*** Records for the task ***

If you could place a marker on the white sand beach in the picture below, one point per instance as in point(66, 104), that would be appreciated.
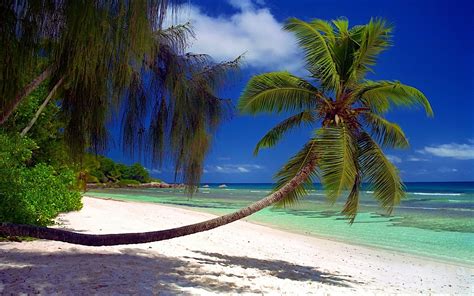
point(240, 258)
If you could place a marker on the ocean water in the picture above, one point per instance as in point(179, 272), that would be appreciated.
point(435, 220)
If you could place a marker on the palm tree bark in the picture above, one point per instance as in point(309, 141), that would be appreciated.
point(41, 108)
point(9, 229)
point(9, 108)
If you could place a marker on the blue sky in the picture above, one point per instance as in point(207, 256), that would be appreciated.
point(433, 51)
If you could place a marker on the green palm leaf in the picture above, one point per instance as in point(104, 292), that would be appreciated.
point(317, 47)
point(336, 155)
point(380, 173)
point(372, 38)
point(306, 155)
point(380, 95)
point(352, 203)
point(388, 134)
point(276, 133)
point(277, 92)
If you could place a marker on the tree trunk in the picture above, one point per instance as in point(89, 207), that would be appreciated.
point(41, 108)
point(146, 237)
point(9, 108)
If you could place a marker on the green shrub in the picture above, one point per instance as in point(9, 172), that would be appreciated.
point(92, 179)
point(36, 194)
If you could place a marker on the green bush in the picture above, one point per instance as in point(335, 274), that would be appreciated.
point(128, 182)
point(32, 194)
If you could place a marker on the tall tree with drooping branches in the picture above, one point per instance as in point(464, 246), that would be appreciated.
point(115, 59)
point(345, 109)
point(347, 113)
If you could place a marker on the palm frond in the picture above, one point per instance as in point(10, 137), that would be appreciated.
point(306, 155)
point(380, 95)
point(387, 133)
point(342, 25)
point(318, 53)
point(336, 159)
point(372, 38)
point(276, 133)
point(352, 203)
point(380, 173)
point(277, 92)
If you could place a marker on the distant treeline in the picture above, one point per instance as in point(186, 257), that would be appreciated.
point(100, 169)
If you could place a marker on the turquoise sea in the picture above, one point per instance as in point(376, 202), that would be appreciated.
point(434, 220)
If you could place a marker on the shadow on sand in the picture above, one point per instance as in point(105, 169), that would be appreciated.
point(139, 271)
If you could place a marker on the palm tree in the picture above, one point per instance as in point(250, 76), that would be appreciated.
point(115, 56)
point(346, 111)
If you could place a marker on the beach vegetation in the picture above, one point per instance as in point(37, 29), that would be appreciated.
point(33, 193)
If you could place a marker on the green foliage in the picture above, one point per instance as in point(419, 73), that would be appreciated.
point(116, 55)
point(336, 157)
point(338, 58)
point(32, 194)
point(136, 172)
point(104, 170)
point(276, 133)
point(125, 182)
point(277, 92)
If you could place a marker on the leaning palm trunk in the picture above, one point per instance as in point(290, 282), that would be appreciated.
point(8, 109)
point(153, 236)
point(41, 108)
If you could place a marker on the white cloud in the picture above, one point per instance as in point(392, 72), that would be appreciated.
point(453, 150)
point(447, 170)
point(251, 29)
point(233, 168)
point(394, 159)
point(416, 159)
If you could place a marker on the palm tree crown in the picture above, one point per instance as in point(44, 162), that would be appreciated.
point(346, 110)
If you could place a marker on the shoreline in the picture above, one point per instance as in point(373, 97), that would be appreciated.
point(241, 257)
point(450, 261)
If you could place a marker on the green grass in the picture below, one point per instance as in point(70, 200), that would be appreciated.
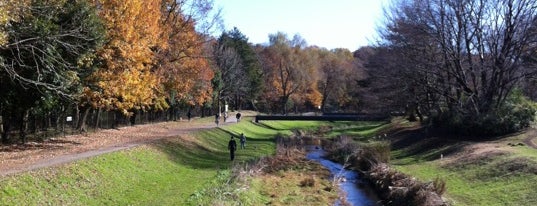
point(504, 176)
point(168, 172)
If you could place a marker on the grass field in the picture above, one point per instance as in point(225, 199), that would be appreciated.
point(187, 170)
point(476, 173)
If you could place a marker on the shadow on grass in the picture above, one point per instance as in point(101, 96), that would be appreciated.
point(417, 144)
point(209, 149)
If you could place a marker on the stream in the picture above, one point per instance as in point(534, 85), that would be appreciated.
point(348, 180)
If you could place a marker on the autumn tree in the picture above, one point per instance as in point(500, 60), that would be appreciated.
point(229, 80)
point(337, 78)
point(183, 64)
point(471, 54)
point(287, 68)
point(41, 55)
point(125, 80)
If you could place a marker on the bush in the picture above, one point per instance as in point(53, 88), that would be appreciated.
point(515, 114)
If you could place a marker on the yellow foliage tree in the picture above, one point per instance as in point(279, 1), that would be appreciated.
point(183, 69)
point(125, 79)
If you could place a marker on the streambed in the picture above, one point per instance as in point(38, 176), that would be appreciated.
point(347, 180)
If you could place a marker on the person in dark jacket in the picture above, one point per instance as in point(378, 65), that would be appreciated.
point(232, 147)
point(238, 116)
point(242, 140)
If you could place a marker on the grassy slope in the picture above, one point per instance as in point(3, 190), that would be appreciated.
point(174, 171)
point(476, 173)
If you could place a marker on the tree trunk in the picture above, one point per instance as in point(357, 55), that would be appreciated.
point(98, 119)
point(24, 125)
point(4, 128)
point(81, 125)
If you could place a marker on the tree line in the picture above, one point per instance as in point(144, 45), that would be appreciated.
point(85, 58)
point(466, 66)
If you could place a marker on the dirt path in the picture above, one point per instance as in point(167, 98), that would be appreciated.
point(531, 138)
point(56, 151)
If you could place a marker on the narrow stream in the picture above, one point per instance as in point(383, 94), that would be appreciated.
point(348, 179)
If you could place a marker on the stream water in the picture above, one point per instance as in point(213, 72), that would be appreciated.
point(348, 180)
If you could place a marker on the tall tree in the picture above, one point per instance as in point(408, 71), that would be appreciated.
point(183, 64)
point(251, 66)
point(471, 53)
point(286, 66)
point(337, 76)
point(125, 79)
point(41, 56)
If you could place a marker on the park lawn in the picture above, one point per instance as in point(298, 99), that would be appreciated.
point(189, 169)
point(502, 175)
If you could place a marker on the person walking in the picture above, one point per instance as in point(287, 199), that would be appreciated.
point(189, 115)
point(238, 116)
point(243, 141)
point(232, 147)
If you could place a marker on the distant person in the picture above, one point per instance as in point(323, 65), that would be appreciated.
point(238, 116)
point(242, 139)
point(232, 147)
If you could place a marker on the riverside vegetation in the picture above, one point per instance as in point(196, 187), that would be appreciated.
point(194, 169)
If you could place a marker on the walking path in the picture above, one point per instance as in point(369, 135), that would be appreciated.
point(531, 138)
point(56, 151)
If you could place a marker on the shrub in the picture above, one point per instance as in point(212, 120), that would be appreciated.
point(515, 114)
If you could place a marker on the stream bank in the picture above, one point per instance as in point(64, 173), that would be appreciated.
point(355, 190)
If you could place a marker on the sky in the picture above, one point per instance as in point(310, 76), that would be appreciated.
point(331, 24)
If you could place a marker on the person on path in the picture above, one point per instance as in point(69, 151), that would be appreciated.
point(243, 141)
point(232, 147)
point(238, 116)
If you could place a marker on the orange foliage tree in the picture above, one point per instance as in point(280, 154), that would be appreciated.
point(290, 69)
point(124, 80)
point(183, 68)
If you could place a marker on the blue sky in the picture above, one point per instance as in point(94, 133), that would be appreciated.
point(325, 23)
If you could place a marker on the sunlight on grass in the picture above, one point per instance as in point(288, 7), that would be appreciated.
point(172, 171)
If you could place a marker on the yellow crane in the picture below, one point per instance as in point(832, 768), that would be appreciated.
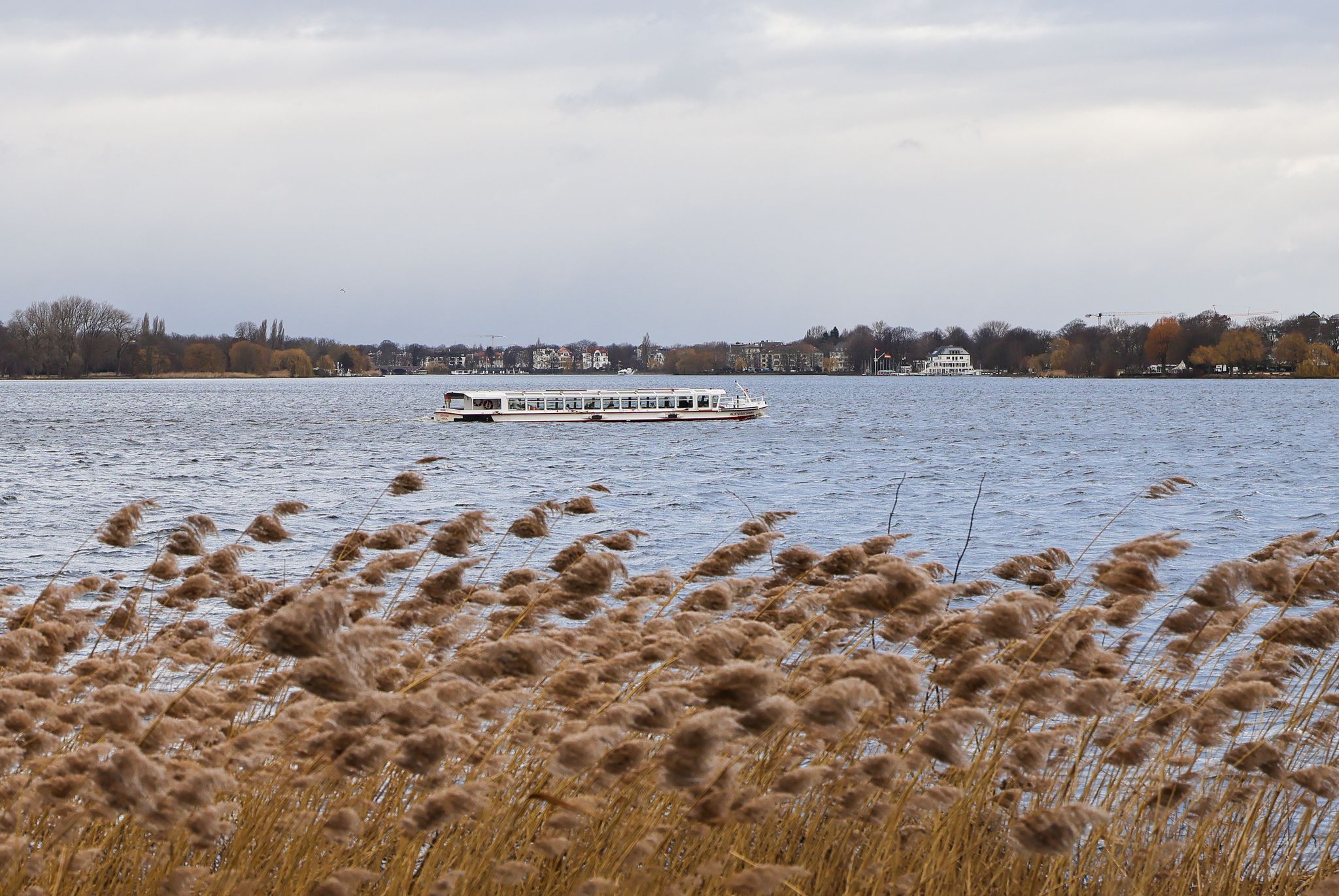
point(1169, 314)
point(492, 338)
point(1128, 314)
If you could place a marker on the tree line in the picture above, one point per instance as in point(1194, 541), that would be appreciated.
point(1207, 342)
point(76, 337)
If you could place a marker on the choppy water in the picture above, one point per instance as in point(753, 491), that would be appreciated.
point(1059, 458)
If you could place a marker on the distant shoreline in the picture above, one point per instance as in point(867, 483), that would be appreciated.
point(843, 375)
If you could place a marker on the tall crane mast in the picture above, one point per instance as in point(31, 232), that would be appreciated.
point(1169, 314)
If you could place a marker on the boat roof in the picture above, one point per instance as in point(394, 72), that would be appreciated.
point(513, 393)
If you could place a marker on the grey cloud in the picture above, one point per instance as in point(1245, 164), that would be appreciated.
point(609, 168)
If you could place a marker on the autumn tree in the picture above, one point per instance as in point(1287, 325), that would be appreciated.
point(1242, 347)
point(204, 358)
point(1206, 357)
point(246, 357)
point(295, 361)
point(1291, 348)
point(1161, 337)
point(1319, 361)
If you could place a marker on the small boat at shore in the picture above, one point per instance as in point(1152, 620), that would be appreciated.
point(599, 405)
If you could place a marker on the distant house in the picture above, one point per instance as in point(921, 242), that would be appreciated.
point(950, 361)
point(595, 358)
point(774, 358)
point(545, 358)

***

▶ **Stated problem**
Write out the items verbatim, starting at the line that contains "If you could place a marker on the distant house" and ending with the final line of the items.

▶ **Written answer**
If you could place a marker on the distant house in the picture above, one point per instance as in point(921, 242), that would be appreciated.
point(950, 361)
point(595, 358)
point(774, 358)
point(545, 358)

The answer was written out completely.